--- begin DATA SHOWN ---

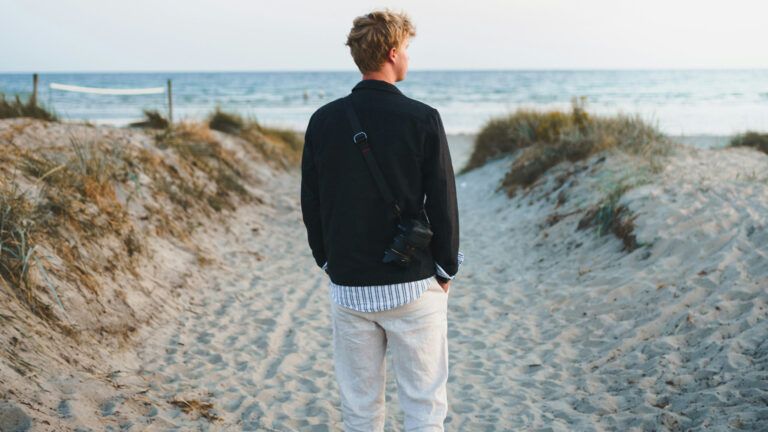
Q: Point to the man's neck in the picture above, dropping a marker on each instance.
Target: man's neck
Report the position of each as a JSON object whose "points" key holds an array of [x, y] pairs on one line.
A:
{"points": [[381, 75]]}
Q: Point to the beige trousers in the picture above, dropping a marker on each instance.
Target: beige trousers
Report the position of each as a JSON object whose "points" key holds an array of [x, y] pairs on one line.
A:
{"points": [[417, 336]]}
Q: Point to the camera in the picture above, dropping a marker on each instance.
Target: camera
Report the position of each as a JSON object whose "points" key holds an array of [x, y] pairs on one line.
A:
{"points": [[414, 234]]}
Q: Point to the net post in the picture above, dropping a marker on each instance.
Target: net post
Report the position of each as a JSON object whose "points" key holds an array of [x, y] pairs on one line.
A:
{"points": [[170, 103]]}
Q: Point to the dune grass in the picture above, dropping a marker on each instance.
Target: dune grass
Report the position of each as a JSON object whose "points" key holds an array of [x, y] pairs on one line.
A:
{"points": [[752, 139], [197, 147], [279, 146], [545, 139], [16, 108], [610, 216], [152, 120]]}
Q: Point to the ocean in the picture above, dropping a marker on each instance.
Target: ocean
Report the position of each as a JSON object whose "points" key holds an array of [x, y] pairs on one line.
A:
{"points": [[679, 102]]}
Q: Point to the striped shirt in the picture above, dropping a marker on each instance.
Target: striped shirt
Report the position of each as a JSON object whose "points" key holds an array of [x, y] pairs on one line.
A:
{"points": [[376, 298]]}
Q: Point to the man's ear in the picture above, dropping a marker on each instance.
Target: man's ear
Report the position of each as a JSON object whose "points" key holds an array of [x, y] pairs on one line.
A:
{"points": [[392, 54]]}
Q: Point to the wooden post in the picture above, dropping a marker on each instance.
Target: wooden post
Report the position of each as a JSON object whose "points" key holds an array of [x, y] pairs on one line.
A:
{"points": [[33, 100], [170, 103]]}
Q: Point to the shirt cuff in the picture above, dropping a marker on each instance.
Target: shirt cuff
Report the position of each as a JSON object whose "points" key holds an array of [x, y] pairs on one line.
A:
{"points": [[443, 274]]}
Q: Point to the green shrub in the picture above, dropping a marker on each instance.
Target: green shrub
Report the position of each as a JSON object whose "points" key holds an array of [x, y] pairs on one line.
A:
{"points": [[752, 139], [609, 216], [278, 145], [17, 108], [546, 139], [152, 120], [226, 122]]}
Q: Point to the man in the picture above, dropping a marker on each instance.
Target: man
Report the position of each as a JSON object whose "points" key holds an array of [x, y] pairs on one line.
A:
{"points": [[349, 226]]}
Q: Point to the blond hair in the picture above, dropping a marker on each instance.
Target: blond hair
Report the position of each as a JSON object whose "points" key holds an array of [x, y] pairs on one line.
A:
{"points": [[374, 34]]}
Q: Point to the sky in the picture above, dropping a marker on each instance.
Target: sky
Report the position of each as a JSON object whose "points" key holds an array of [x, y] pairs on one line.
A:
{"points": [[309, 35]]}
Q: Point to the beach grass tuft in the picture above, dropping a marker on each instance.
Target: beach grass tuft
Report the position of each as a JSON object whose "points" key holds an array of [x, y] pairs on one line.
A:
{"points": [[279, 146], [752, 139], [152, 120], [545, 139], [226, 122], [611, 216], [16, 108], [195, 145]]}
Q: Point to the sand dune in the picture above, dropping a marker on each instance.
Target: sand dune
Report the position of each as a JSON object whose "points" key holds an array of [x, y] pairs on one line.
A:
{"points": [[550, 328]]}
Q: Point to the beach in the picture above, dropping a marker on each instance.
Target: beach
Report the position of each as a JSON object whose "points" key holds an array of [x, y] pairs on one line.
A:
{"points": [[550, 327]]}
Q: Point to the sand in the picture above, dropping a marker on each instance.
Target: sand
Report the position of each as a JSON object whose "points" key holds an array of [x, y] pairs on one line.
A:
{"points": [[550, 328]]}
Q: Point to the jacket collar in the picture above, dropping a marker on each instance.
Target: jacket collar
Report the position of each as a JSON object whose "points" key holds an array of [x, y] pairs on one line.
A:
{"points": [[377, 85]]}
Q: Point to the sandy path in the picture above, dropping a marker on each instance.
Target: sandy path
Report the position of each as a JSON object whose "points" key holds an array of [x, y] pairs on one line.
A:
{"points": [[561, 334]]}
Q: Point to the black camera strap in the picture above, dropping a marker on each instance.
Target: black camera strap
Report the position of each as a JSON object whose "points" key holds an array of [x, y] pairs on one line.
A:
{"points": [[360, 139]]}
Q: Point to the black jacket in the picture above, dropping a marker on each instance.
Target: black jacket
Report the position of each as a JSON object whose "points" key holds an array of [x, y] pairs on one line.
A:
{"points": [[348, 223]]}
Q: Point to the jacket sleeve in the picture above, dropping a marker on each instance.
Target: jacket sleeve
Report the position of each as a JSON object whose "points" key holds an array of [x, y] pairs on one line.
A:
{"points": [[440, 188], [310, 199]]}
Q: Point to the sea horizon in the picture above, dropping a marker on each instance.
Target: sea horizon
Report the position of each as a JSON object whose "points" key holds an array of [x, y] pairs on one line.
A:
{"points": [[720, 102]]}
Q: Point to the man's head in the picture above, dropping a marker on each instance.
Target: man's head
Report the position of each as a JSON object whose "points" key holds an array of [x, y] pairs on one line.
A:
{"points": [[378, 42]]}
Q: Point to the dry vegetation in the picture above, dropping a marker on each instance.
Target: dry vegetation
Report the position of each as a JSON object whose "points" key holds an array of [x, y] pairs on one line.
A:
{"points": [[60, 203], [281, 146], [756, 140], [16, 108], [543, 140]]}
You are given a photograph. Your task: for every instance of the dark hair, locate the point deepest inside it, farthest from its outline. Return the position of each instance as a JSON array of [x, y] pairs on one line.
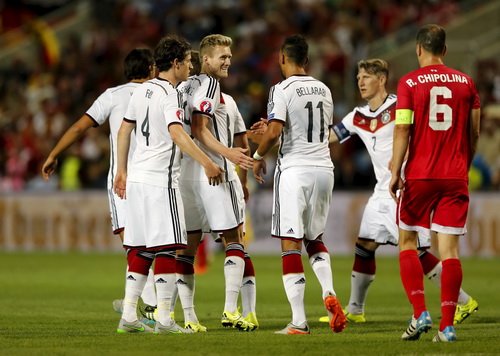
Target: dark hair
[[295, 48], [375, 66], [195, 61], [137, 63], [432, 38], [169, 48]]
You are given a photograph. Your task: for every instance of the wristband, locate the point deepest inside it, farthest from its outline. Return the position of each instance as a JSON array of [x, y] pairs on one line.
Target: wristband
[[257, 157]]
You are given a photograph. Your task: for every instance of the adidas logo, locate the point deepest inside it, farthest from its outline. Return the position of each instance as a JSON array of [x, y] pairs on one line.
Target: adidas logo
[[301, 281], [318, 259]]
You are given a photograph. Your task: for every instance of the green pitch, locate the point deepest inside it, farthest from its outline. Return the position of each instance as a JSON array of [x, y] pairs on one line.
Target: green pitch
[[60, 304]]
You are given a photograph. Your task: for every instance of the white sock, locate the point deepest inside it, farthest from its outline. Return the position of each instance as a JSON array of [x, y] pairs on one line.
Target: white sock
[[185, 286], [360, 282], [134, 284], [248, 295], [320, 263], [175, 295], [148, 293], [234, 267], [435, 277], [295, 285], [165, 284]]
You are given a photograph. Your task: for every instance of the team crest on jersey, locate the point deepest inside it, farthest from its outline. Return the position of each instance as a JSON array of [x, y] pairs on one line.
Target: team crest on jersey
[[386, 117], [270, 107], [206, 106], [180, 115]]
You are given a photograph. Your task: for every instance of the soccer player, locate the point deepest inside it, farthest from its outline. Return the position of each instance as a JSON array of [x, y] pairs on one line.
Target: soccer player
[[437, 121], [111, 105], [374, 124], [155, 219], [207, 121], [300, 111]]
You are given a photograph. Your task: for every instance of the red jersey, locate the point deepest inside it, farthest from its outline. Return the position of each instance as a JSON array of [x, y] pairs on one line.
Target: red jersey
[[441, 99]]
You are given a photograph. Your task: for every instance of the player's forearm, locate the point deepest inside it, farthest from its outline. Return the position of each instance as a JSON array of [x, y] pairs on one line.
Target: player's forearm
[[474, 131], [400, 146], [71, 136], [123, 145]]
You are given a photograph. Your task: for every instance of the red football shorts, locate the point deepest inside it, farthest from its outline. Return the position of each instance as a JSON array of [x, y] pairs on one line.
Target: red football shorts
[[437, 204]]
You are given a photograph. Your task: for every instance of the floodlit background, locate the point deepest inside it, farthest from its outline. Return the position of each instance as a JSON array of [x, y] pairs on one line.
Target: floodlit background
[[57, 56]]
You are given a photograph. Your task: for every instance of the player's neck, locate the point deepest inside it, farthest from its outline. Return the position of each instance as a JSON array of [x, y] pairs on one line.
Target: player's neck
[[375, 102], [170, 76], [425, 61]]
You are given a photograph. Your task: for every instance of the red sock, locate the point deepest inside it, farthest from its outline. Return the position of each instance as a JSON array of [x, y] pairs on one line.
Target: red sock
[[428, 261], [140, 265], [292, 263], [413, 280], [249, 271], [451, 280]]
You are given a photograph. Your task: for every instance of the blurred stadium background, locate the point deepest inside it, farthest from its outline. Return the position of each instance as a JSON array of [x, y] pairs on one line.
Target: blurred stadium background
[[57, 56]]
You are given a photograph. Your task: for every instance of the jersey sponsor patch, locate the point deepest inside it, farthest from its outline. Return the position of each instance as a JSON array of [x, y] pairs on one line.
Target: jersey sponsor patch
[[206, 106], [180, 115], [341, 132]]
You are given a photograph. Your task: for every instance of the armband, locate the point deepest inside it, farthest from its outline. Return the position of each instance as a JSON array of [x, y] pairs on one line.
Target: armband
[[257, 156], [404, 117], [342, 133]]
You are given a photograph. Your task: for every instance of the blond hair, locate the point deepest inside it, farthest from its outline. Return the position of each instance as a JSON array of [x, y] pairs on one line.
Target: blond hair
[[375, 66], [211, 41]]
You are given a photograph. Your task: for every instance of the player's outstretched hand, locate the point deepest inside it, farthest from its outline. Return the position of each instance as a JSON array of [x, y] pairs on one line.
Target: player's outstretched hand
[[257, 167], [48, 168], [214, 173], [260, 127], [395, 185], [238, 156], [120, 185]]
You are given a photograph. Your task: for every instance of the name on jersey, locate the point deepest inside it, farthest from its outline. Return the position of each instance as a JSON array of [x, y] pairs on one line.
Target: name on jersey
[[310, 91], [434, 78]]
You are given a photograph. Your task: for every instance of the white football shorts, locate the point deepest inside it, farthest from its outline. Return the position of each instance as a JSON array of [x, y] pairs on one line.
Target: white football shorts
[[379, 223], [218, 206], [155, 217], [302, 197], [117, 210]]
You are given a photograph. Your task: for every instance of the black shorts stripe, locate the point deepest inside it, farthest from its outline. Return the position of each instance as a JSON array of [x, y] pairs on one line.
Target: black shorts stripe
[[174, 214], [234, 201], [276, 217], [114, 213]]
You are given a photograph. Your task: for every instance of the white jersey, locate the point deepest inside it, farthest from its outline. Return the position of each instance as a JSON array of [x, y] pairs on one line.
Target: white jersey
[[112, 105], [375, 128], [202, 96], [305, 106], [154, 106], [235, 120]]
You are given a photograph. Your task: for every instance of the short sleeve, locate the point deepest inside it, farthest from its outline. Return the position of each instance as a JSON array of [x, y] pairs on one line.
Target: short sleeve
[[404, 94], [276, 106], [101, 108]]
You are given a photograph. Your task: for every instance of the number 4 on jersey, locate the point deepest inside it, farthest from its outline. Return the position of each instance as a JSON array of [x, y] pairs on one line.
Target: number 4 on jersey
[[145, 127]]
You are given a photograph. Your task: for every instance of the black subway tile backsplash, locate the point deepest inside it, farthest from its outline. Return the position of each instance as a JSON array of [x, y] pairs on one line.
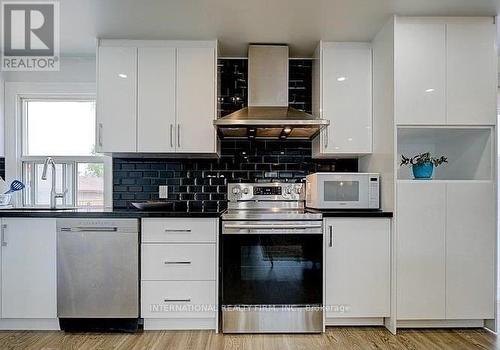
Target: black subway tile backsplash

--- end DATA SHOWN ---

* **SET EXERCISE**: Please edit the data by starting at the line that contains "the player's outstretched" and stopping after the line that contains "156], [120, 185]]". Rewrite only those lines with "outstretched" changed to "raised" and everything else left unchanged.

* **WRITTEN RESPONSE**:
You are given a photograph. Your task: for every instance of the player's raised hand, locate the point deepest inside it, farthest from its outline. Return the position of each instance as a JSON array of [x, y] pairs on one line.
Target: player's raised hand
[[257, 167], [48, 168], [214, 173], [260, 127], [395, 185], [238, 156], [120, 185]]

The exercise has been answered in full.